### What the exercise asks
Are you able to retype all the records below exactly?

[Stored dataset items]

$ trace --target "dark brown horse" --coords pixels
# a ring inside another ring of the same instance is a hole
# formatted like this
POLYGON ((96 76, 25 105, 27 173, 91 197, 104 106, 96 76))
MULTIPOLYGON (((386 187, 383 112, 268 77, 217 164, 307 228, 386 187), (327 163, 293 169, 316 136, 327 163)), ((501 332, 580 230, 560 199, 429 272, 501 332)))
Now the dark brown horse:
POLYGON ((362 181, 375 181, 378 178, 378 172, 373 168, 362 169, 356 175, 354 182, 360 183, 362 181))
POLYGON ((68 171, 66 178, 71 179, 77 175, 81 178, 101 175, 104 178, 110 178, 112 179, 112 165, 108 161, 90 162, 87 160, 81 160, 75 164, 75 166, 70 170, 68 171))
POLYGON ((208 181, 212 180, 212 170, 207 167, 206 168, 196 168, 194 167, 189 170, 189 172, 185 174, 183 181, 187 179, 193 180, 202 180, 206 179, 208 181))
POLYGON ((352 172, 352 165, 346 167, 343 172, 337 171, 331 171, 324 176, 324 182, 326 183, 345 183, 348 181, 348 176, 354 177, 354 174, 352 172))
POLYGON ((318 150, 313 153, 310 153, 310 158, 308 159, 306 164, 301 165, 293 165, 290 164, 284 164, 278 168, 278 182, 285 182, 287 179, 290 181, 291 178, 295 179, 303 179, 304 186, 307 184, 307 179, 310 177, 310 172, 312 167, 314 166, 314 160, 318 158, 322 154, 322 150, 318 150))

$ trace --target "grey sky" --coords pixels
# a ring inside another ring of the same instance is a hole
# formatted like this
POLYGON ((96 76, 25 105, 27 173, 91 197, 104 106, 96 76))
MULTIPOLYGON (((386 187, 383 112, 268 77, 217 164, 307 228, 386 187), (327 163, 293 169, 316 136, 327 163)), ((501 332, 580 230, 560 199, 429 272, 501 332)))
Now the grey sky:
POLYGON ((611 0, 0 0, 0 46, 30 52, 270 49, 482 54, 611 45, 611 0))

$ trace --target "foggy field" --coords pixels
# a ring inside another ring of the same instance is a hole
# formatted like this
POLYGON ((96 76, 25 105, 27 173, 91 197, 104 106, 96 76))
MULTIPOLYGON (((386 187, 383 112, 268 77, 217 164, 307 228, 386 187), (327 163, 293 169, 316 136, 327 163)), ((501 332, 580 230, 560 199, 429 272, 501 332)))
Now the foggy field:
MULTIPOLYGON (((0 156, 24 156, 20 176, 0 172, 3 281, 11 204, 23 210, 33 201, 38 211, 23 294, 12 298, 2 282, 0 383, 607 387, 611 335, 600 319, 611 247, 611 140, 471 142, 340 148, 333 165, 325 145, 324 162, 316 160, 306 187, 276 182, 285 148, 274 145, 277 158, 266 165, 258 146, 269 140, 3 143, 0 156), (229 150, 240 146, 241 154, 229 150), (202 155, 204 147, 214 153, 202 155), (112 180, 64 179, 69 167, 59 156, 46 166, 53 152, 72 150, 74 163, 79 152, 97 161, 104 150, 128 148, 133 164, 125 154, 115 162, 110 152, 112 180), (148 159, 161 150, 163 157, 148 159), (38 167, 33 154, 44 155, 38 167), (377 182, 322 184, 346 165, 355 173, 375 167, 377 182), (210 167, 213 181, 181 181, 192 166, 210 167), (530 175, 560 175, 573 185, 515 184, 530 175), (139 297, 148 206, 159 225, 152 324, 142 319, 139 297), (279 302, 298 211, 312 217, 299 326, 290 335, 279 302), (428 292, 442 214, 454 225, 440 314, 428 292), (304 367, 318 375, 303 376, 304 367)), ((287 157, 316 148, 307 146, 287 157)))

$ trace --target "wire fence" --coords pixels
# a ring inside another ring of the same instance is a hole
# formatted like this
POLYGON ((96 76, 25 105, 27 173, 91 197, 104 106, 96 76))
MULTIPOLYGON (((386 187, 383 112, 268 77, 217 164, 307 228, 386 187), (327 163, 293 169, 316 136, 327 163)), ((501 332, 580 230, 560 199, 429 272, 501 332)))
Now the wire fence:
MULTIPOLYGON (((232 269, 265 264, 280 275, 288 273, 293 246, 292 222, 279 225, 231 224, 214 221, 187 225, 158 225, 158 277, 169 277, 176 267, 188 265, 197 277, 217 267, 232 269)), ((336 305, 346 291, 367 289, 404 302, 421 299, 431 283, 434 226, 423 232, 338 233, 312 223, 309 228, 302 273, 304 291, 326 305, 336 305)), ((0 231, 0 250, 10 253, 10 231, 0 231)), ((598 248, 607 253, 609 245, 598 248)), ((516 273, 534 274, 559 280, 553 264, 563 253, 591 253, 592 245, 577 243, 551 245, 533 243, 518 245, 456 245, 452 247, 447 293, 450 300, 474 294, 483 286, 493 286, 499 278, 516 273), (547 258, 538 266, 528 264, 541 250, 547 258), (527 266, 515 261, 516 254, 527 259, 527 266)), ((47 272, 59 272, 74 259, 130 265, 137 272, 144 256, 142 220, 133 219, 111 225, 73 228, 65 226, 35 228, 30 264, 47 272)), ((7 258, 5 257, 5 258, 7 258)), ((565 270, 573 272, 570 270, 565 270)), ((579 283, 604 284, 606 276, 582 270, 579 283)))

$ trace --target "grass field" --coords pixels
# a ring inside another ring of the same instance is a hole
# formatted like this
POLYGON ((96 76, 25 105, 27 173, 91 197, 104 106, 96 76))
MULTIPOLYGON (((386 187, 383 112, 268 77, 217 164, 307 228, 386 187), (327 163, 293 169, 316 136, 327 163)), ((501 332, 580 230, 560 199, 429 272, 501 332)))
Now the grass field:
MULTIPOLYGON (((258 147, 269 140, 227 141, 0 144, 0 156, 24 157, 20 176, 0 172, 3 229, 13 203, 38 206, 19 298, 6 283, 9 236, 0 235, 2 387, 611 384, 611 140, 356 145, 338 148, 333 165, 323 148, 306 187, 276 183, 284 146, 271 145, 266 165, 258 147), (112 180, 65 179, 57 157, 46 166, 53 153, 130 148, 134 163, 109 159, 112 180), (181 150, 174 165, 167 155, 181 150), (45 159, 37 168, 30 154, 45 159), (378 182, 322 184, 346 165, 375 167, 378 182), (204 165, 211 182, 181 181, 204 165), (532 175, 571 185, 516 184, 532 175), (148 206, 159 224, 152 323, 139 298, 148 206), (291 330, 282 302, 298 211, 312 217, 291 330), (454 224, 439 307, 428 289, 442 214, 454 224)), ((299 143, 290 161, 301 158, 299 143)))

### Result of the task
$ trace --target "dark brown horse" --coords pixels
# a ring inside another ring of the same instance is a hole
# formatted like this
POLYGON ((96 76, 25 105, 27 173, 91 197, 104 106, 96 76))
MULTIPOLYGON (((386 187, 383 112, 268 77, 217 164, 307 228, 386 187), (327 163, 293 169, 316 136, 327 163)), ((501 332, 580 230, 560 199, 429 272, 501 332)))
Now the dark brown horse:
POLYGON ((362 181, 375 181, 378 178, 378 172, 373 168, 362 169, 356 175, 354 182, 360 183, 362 181))
POLYGON ((68 171, 66 178, 71 179, 77 175, 81 178, 101 175, 104 178, 110 178, 112 179, 112 165, 108 161, 90 162, 87 160, 81 160, 75 164, 75 166, 70 170, 68 171))
POLYGON ((208 181, 212 180, 212 170, 207 167, 206 168, 196 168, 194 167, 189 170, 189 172, 185 174, 183 181, 187 179, 193 180, 202 180, 206 179, 208 181))
POLYGON ((352 172, 352 165, 346 167, 343 172, 337 171, 331 171, 324 176, 324 182, 326 183, 345 183, 348 181, 348 176, 354 177, 354 174, 352 172))
POLYGON ((318 150, 313 153, 310 153, 310 158, 308 159, 306 164, 301 165, 293 165, 290 164, 284 164, 278 168, 278 182, 285 182, 287 179, 290 181, 291 178, 295 179, 303 179, 304 186, 307 184, 307 179, 310 177, 310 172, 312 167, 314 166, 314 160, 318 158, 322 154, 322 150, 318 150))

$ trace --target "grey sky" --coords pixels
# a ring inside another ring of the same instance is a hole
# formatted like this
POLYGON ((96 76, 25 105, 27 173, 91 197, 104 106, 96 76))
MULTIPOLYGON (((386 187, 383 112, 268 77, 217 164, 307 228, 386 187), (327 163, 293 169, 316 136, 327 163)), ((501 332, 580 230, 560 199, 429 272, 501 332)))
Now the grey sky:
POLYGON ((611 0, 0 0, 0 46, 30 52, 270 49, 482 54, 611 45, 611 0))

$ trace --target "foggy field" --coords pixels
# a ring inside another ring of the same instance is a hole
# formatted like this
POLYGON ((96 76, 25 105, 27 173, 91 197, 104 106, 96 76))
MULTIPOLYGON (((386 187, 383 112, 268 77, 217 164, 307 228, 386 187), (327 163, 293 169, 316 136, 327 163)), ((501 332, 580 230, 560 199, 429 272, 501 332)))
Now the foggy field:
MULTIPOLYGON (((0 156, 24 156, 20 176, 0 172, 3 281, 11 204, 23 210, 33 201, 38 211, 23 294, 12 298, 2 282, 0 383, 607 387, 611 335, 600 319, 611 247, 611 140, 471 142, 340 148, 333 165, 325 145, 324 162, 316 160, 306 187, 276 182, 285 148, 274 145, 277 158, 266 165, 258 146, 269 140, 3 143, 0 156), (229 150, 240 146, 241 154, 229 150), (202 155, 204 147, 214 153, 202 155), (112 180, 64 179, 69 167, 59 156, 46 166, 53 152, 72 150, 74 163, 79 152, 97 161, 104 150, 128 148, 133 164, 125 154, 115 162, 110 152, 112 180), (148 159, 161 150, 163 157, 148 159), (38 167, 33 154, 44 155, 38 167), (377 182, 322 184, 346 165, 355 173, 375 167, 377 182), (210 167, 213 181, 181 181, 192 166, 210 167), (530 175, 560 175, 573 185, 515 184, 530 175), (139 297, 148 206, 159 225, 152 324, 142 319, 139 297), (279 302, 298 211, 312 217, 299 326, 290 335, 279 302), (428 292, 442 214, 454 225, 440 314, 428 292), (304 367, 318 375, 303 376, 304 367)), ((287 157, 316 148, 307 146, 287 157)))

$ trace --target "wire fence" --coords pixels
# a ring inside another ring of the same instance is a hole
# formatted like this
POLYGON ((96 76, 25 105, 27 173, 91 197, 104 106, 96 76))
MULTIPOLYGON (((386 187, 383 112, 268 77, 217 164, 307 228, 386 187), (327 163, 293 169, 316 136, 327 163)), ((501 332, 580 230, 560 199, 429 272, 501 332)))
Now the wire fence:
MULTIPOLYGON (((232 269, 265 264, 280 275, 288 273, 293 246, 292 222, 279 225, 231 224, 214 221, 187 225, 158 225, 158 277, 169 277, 176 267, 188 265, 197 277, 217 267, 232 269)), ((336 305, 346 291, 367 289, 404 302, 421 299, 431 283, 434 226, 423 232, 338 233, 312 223, 309 228, 302 273, 304 291, 326 305, 336 305)), ((0 231, 0 250, 10 253, 10 231, 0 231)), ((598 248, 607 253, 609 245, 598 248)), ((516 273, 534 274, 559 280, 553 264, 563 253, 591 253, 592 245, 577 243, 551 245, 533 243, 518 245, 456 245, 452 247, 447 293, 450 300, 474 294, 483 286, 493 286, 499 278, 516 273), (547 258, 538 266, 528 264, 541 250, 547 258), (527 266, 515 261, 516 254, 527 259, 527 266)), ((47 272, 59 272, 74 259, 130 265, 137 272, 144 256, 142 220, 133 219, 111 225, 73 228, 65 226, 35 228, 30 264, 47 272)), ((7 258, 5 257, 5 258, 7 258)), ((565 270, 573 272, 570 270, 565 270)), ((579 283, 604 284, 606 276, 582 270, 579 283)))

$ trace --target "grass field" --coords pixels
# a ring inside another ring of the same instance is a hole
# formatted like this
POLYGON ((96 76, 25 105, 27 173, 91 197, 104 106, 96 76))
MULTIPOLYGON (((386 187, 383 112, 268 77, 217 164, 307 228, 386 187), (327 163, 293 169, 316 136, 327 163)), ((501 332, 580 230, 560 199, 429 272, 501 332)))
Now the grass field:
MULTIPOLYGON (((258 147, 269 140, 227 141, 0 144, 0 156, 24 157, 20 176, 0 172, 3 229, 13 203, 38 206, 19 298, 6 283, 9 236, 0 235, 2 387, 611 384, 611 140, 356 145, 338 148, 333 165, 323 148, 306 187, 276 183, 284 146, 271 145, 266 165, 258 147), (112 180, 65 179, 57 157, 46 166, 53 153, 130 148, 134 163, 109 159, 112 180), (181 150, 174 165, 167 155, 181 150), (45 159, 37 168, 30 154, 45 159), (378 182, 322 184, 346 165, 375 167, 378 182), (204 165, 211 182, 181 181, 204 165), (532 175, 571 185, 516 184, 532 175), (148 206, 159 224, 152 323, 139 298, 148 206), (291 330, 282 302, 298 211, 312 217, 291 330), (454 224, 439 307, 428 289, 442 214, 454 224)), ((299 143, 290 161, 301 158, 299 143)))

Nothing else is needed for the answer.